* **PASSAGE GIVEN**
>>

We can also change the number of classes from 2 to 5 and 10 to compare and validate whether a 2-class classification is appropriate. PLotting the average echo shapes:
# 5 classes
gmm = GaussianMixture(n_components=5, random_state=0)
gmm.fit(data_cleaned[(flag_cleaned==1)|(flag_cleaned==2)])
clusters_gmm = gmm.predict(data_cleaned[(flag_cleaned==1)|(flag_cleaned==2)])
plt.plot(np.mean(waves_cleaned[clusters_gmm==0],axis=0),label='class0')
plt.plot(np.mean(waves_cleaned[clusters_gmm==1],axis=0),label='class1')
plt.plot(np.mean(waves_cleaned[clusters_gmm==2],axis=0),label='class2')
plt.plot(np.mean(waves_cleaned[clusters_gmm==3],axis=0),label='class3')

<<

* **DATA ROWS**
>>

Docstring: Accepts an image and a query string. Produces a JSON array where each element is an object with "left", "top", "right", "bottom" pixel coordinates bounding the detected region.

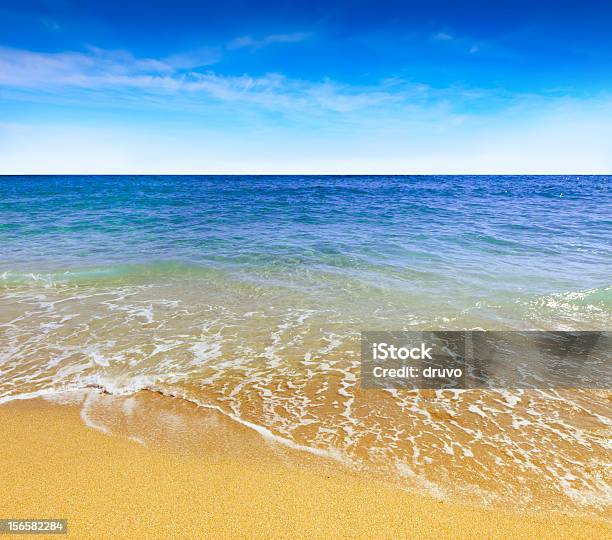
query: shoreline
[{"left": 0, "top": 392, "right": 612, "bottom": 538}]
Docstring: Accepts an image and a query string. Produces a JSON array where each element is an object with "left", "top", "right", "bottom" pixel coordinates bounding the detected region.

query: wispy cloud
[
  {"left": 431, "top": 32, "right": 454, "bottom": 41},
  {"left": 0, "top": 44, "right": 442, "bottom": 114},
  {"left": 227, "top": 32, "right": 312, "bottom": 49}
]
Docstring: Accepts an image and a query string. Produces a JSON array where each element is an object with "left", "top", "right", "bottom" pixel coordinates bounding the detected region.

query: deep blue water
[{"left": 0, "top": 176, "right": 612, "bottom": 326}]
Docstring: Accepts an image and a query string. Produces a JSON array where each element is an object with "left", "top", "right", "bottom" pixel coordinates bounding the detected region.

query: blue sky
[{"left": 0, "top": 0, "right": 612, "bottom": 174}]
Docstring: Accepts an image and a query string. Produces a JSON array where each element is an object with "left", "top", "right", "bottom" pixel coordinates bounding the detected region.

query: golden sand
[{"left": 0, "top": 393, "right": 612, "bottom": 539}]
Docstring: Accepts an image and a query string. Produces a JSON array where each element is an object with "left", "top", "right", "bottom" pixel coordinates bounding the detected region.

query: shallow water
[{"left": 0, "top": 176, "right": 612, "bottom": 511}]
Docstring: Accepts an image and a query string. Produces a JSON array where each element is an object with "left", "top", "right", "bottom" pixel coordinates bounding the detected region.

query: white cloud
[
  {"left": 431, "top": 32, "right": 453, "bottom": 41},
  {"left": 0, "top": 48, "right": 612, "bottom": 174},
  {"left": 227, "top": 32, "right": 312, "bottom": 49}
]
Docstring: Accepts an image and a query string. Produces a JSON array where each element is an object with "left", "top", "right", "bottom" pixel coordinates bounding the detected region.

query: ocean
[{"left": 0, "top": 176, "right": 612, "bottom": 511}]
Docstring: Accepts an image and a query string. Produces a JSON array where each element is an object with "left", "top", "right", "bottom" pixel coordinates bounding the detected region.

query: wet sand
[{"left": 0, "top": 392, "right": 612, "bottom": 539}]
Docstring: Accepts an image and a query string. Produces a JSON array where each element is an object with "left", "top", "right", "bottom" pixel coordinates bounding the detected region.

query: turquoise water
[
  {"left": 0, "top": 176, "right": 612, "bottom": 509},
  {"left": 0, "top": 176, "right": 612, "bottom": 326}
]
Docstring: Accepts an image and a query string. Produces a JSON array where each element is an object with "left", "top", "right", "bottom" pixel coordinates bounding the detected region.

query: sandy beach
[{"left": 0, "top": 392, "right": 612, "bottom": 538}]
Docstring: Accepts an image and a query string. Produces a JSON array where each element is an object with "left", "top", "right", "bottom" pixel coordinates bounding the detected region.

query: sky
[{"left": 0, "top": 0, "right": 612, "bottom": 174}]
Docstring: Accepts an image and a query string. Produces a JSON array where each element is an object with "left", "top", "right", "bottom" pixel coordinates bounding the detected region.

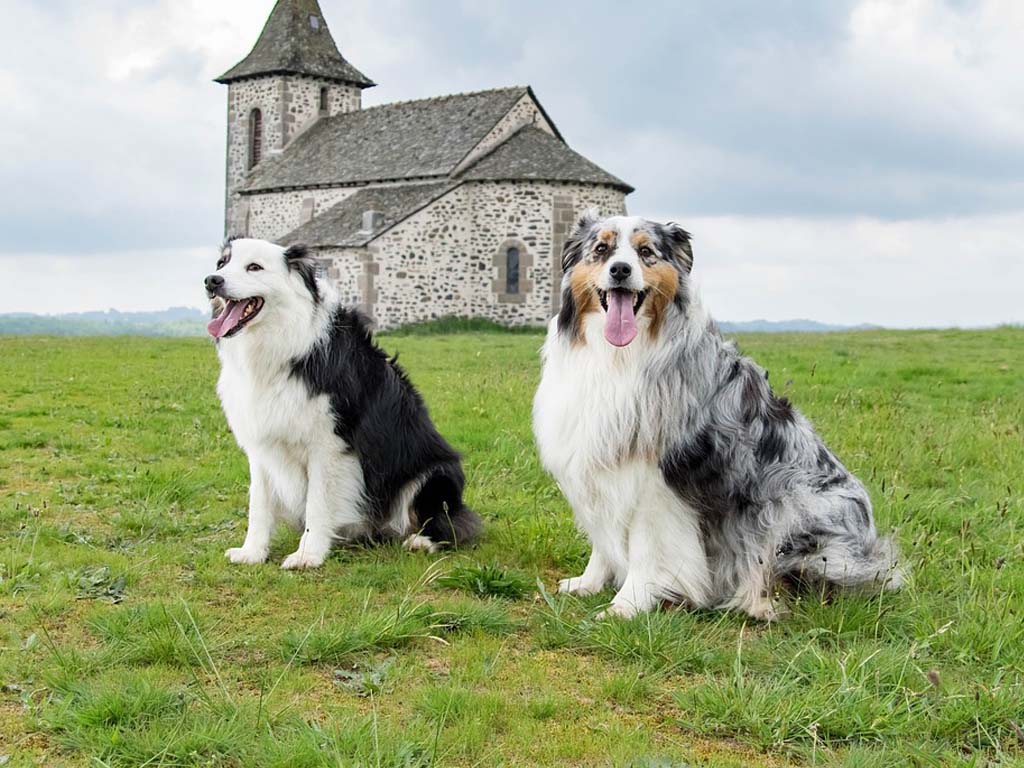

<<

* **SET TASKS**
a – According to the echo-shape clustering passage, what numbers of classes are compared with the 2-class classification?
b – Pick up the echo-shape clustering passage after its last line and carry it forward.
None of the records are used here.

* **WRITTEN ANSWERS**
a – 5 and 10 classes.

b –
plt.plot(np.mean(waves_cleaned[clusters_gmm==4],axis=0),label='class4')
plt.title('Plot of the average echo shape of the 5 classes in GMM')
plt.xlabel('Number of datapoints')
plt.ylabel('Wave amplitude')
plt.legend()
The standard deviations:
plt.plot(np.std(waves_cleaned[clusters_gmm==0],axis=0),label='class0')
plt.plot(np.std(waves_cleaned[clusters_gmm==1],axis=0),label='class1')
plt.plot(np.std(waves_cleaned[clusters_gmm==2],axis=0),label='class2')
plt.plot(np.std(waves_cleaned[clusters_gmm==3],axis=0),label='class3')
plt.plot(np.std(waves_cleaned[clusters_gmm==4],axis=0),label='class4')
plt.title('Plot of the echo standard deviation of the 5 classes in GMM')
plt.xlabel('Number of datapoints')
plt.ylabel('Wave amplitude')
plt.legend()
The average echo shapes:
# 10 classes
gmm = GaussianMixture(n_components=10, random_state=0)
gmm.fit(data_cleaned)
clusters_gmm = gmm.predict(data_cleaned[(flag_cleaned==1)|(flag_cleaned==2)])
plt.plot(np.mean(waves_cleaned[clusters_gmm==0],axis=0),label='class0')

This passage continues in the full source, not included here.